Repeat the data below exactly, dropping any pictures it holds.

-- Material provided start --

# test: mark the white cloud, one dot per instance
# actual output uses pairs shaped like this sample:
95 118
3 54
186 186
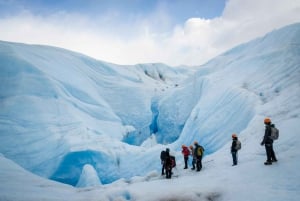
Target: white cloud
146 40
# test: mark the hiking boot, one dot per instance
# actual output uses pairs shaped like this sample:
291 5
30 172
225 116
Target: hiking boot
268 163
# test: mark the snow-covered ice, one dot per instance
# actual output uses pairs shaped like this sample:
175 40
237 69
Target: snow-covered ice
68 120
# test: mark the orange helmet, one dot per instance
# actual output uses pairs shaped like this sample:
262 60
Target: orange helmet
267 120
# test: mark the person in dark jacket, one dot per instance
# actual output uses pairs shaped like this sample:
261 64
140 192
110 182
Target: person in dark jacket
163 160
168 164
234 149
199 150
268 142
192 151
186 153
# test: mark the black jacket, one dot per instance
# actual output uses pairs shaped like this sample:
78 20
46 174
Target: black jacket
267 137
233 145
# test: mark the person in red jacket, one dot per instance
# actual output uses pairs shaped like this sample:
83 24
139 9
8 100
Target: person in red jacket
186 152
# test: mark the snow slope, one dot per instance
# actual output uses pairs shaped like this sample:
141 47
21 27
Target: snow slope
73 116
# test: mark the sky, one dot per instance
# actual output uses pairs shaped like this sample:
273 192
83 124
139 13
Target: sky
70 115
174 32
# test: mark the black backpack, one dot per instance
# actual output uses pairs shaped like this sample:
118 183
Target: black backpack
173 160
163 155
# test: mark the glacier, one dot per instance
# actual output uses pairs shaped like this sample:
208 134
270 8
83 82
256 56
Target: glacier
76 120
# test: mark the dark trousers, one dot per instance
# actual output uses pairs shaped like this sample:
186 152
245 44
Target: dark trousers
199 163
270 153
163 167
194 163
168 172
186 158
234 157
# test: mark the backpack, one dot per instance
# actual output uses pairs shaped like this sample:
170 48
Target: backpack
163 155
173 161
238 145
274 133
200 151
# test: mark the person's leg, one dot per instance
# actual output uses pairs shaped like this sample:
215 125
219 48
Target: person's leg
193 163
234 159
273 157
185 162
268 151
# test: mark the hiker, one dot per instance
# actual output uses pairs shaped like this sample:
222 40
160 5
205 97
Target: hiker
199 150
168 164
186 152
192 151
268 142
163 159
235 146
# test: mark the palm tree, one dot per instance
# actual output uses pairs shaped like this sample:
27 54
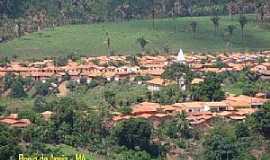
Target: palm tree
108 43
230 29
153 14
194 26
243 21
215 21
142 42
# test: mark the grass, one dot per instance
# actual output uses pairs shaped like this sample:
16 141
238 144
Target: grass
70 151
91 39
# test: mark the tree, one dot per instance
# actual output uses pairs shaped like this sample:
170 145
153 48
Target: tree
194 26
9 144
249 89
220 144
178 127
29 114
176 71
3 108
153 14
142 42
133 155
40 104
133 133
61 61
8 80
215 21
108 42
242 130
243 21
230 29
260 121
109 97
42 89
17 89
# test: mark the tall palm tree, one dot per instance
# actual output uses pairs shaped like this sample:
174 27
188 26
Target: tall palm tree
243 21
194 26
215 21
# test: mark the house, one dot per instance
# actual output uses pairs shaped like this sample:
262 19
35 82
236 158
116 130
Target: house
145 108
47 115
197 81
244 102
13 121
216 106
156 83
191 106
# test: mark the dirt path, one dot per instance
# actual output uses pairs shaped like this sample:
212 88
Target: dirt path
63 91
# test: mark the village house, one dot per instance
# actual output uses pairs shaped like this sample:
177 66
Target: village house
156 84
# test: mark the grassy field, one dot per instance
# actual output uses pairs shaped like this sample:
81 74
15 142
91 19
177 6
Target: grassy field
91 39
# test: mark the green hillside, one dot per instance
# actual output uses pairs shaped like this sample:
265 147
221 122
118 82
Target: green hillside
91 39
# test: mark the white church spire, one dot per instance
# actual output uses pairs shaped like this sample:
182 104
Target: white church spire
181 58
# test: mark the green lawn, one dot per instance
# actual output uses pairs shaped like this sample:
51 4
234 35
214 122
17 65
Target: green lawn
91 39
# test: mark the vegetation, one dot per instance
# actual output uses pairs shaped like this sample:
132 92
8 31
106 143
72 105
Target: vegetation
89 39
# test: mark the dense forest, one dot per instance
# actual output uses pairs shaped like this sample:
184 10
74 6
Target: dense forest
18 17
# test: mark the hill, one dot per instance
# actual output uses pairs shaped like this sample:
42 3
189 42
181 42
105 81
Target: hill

-- Material provided end --

Completed exercise.
# test: mark the white cloud, one dot per instance
# actual output uses pairs shaped like this sample:
95 118
3 54
186 186
Target: white cloud
146 40
# test: mark the hiking boot, one dot per instance
# actual output uses pairs shaped like this sample:
291 5
30 172
225 116
Target: hiking boot
268 163
# test: mark the snow-covered ice, one dot per instance
# actual output uses pairs shaped like this sample:
175 40
237 69
Target: snow-covered ice
68 120
# test: mark the orange helmet, one dot per instance
# actual output uses pairs shaped like this sample:
262 60
Target: orange helmet
267 120
# test: mark the person in dark jacket, one dot per instance
# actual output uses pairs shaped like this sample:
261 64
140 192
110 182
Target: person in dark jacket
163 160
168 164
234 149
199 150
268 142
192 151
186 153
# test: mark the black jacket, one dot per instance
# actual output uses pairs shaped like this sample:
78 20
46 174
Target: black jacket
267 137
233 145
# test: mark the person in red jacket, one dot per instance
# actual output uses pairs shaped like this sample:
83 24
139 9
8 100
Target: person in red jacket
186 152
# test: mark the snow slope, one dot per instance
# actual output uses pairs shaped like this sample:
141 47
21 27
Target: snow slope
73 116
# test: mark the sky, one dot per instance
# actual output uses pairs shaped like this sample:
273 192
83 124
139 13
Target: sky
70 115
174 32
# test: mark the black backpack, one dot per instance
# actual output uses pairs shaped like this sample:
118 183
Target: black backpack
173 160
163 155
# test: mark the glacier, one dot per instance
# actual output uses pairs shaped like this sample:
208 134
270 8
83 82
256 56
Target: glacier
76 120
# test: mark the dark trousers, one dot per instance
# actual output uses pairs shaped like this sample:
186 152
245 44
Target: dark trousers
199 163
270 153
163 167
194 163
168 172
186 158
234 157
# test: mark the backpack, one dot per instance
# actual output uses pairs shaped like this sample:
170 48
Target: backpack
163 155
173 161
238 145
274 133
200 151
# test: mark the person's leg, one dot per instance
# actual output uses pairs shaped like this sample:
215 125
219 48
Target: person's leg
193 163
234 159
273 157
185 162
268 151
# test: mark the hiker, one dot per instance
# actual output uses pairs shaped like this sample:
222 40
160 5
205 97
Target: hiker
199 150
168 164
186 152
192 151
268 142
163 159
235 146
# test: mark the palm tree, one dot per instance
# actual output uses pairs shaped like this sample:
27 54
Target: palm tree
108 43
230 29
153 14
194 26
243 21
215 21
142 42
# test: mark the grass, one dot per instance
# actual output uses pairs shaped like this sample:
16 141
238 144
Target: grass
70 151
91 39
# test: mark the tree, one dot per instance
# actual output uses pairs shaped like this sample:
170 145
153 48
Target: tree
194 26
9 144
249 89
220 144
178 127
29 114
176 71
3 108
153 14
142 42
133 155
40 104
133 133
61 61
8 80
215 21
108 42
242 130
243 21
230 29
260 121
109 97
42 89
17 89
# test: mark the tall palm tree, one dot per instance
# actual output uses pairs shaped like this sample:
174 27
188 26
Target: tall palm tree
243 21
194 26
215 21
# test: mark the house, one dot per instance
# actual output uses pairs shaped like this sample:
262 19
35 82
236 158
116 130
Target: house
145 108
47 115
197 81
244 102
13 121
216 106
156 83
191 106
# test: mark the dirt path, one dot per instance
# actual output uses pairs shaped like this sample:
212 88
Target: dirt path
63 91
# test: mark the village house, one dot per instance
# actual output uses pairs shaped like this sample:
177 66
Target: village house
156 84
# test: mark the grassy field, one dot per instance
# actual output uses pairs shaped like this sample:
81 74
15 142
91 19
177 6
Target: grassy field
91 39
# test: mark the green hillside, one dot per instance
# actual output uses pairs shaped like this sample:
265 147
221 122
118 82
Target: green hillside
91 39
# test: mark the white church spire, one dot per instance
# actual output uses pairs shaped like this sample:
182 104
Target: white church spire
181 58
# test: mark the green lawn, one dot per instance
# actual output uses pairs shaped like this sample:
51 4
234 35
214 122
17 65
Target: green lawn
91 39
# test: mark the vegetation, one dot per instance
# actual output uses pairs shaped like this sample:
132 92
8 31
106 143
72 105
Target: vegetation
89 39
# test: mark the dense forest, one dot per instance
# actual output uses pairs shaped like this sample:
184 10
74 6
Target: dense forest
18 17
# test: mark the hill, one dot per instance
# actual output uses pairs shaped like this sample:
42 3
189 42
181 42
105 81
Target: hill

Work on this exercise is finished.